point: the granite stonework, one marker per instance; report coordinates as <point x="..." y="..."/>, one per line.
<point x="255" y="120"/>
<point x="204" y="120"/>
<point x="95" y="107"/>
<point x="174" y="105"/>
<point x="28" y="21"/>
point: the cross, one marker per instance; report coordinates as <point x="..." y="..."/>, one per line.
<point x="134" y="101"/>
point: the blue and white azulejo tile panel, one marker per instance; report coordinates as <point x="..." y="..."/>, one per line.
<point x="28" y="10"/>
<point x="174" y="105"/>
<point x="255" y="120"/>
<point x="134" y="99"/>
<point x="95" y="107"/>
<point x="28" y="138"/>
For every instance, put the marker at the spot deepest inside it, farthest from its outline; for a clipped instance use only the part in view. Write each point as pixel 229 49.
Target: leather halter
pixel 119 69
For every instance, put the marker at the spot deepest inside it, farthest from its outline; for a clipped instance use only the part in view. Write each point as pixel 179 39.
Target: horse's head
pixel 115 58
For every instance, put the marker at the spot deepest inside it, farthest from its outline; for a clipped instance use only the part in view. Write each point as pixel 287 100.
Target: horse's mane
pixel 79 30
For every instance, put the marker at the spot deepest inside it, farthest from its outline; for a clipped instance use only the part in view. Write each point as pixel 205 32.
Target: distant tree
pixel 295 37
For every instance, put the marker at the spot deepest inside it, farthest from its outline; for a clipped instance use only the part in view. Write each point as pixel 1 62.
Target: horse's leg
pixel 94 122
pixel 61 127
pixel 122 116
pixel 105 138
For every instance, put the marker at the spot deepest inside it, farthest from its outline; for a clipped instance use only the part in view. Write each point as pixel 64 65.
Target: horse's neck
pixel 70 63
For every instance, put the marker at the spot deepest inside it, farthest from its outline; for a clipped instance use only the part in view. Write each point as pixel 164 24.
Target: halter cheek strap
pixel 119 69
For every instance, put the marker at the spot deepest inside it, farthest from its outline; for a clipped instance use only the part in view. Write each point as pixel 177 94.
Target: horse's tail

- - - - -

Could you write out all the records exactly, please?

Output for this task:
point: the granite stonework, one marker per instance; report coordinates as <point x="..." y="..."/>, one per line.
<point x="255" y="120"/>
<point x="204" y="120"/>
<point x="95" y="107"/>
<point x="174" y="105"/>
<point x="28" y="21"/>
point: the cross, one marker per instance; report coordinates as <point x="..." y="..."/>, one per line.
<point x="134" y="101"/>
point: the blue and white azulejo tile panel, one marker per instance; report coordinates as <point x="..." y="..."/>, one per line.
<point x="28" y="10"/>
<point x="174" y="105"/>
<point x="255" y="120"/>
<point x="134" y="99"/>
<point x="95" y="107"/>
<point x="28" y="138"/>
For every instance, put the marker at the spot deepest inside it, farthest from its outline; for a clipped instance use only the part in view. Write each point as pixel 229 49.
Target: leather halter
pixel 119 69
For every instance, put the marker at the spot deepest inside it, farthest from its outline; for a clipped instance use only the part in view. Write each point as pixel 179 39.
Target: horse's head
pixel 115 58
For every instance, put the marker at the spot deepest inside it, farthest from its outline; for a clipped instance use only the part in view. Write each point as pixel 287 100.
Target: horse's mane
pixel 79 30
For every instance, put the marker at the spot deepest inside it, farthest from its outline; for a clipped instance use only the part in view. Write each point as pixel 205 32.
Target: distant tree
pixel 295 37
For every instance, put the marker at the spot deepest inside it, farthest from its outline; for a clipped instance use only the part in view. Write each point as pixel 1 62.
Target: horse's leg
pixel 94 122
pixel 61 127
pixel 122 116
pixel 105 138
For every instance, put the marker at the spot deepest inside it, farthest from its outline; for a clipped instance use only the part in view. Write each point as pixel 64 65.
Target: horse's neck
pixel 70 63
For every instance, put the marker at the spot deepest inside it, farthest from its outline; for a clipped instance use only the part in view. Write each point as pixel 164 24.
Target: halter cheek strap
pixel 119 69
For every instance, put the marker at the spot deepest inside it, farthest from its outline; for a clipped instance use only the part in view. Write each point as pixel 177 94.
Target: horse's tail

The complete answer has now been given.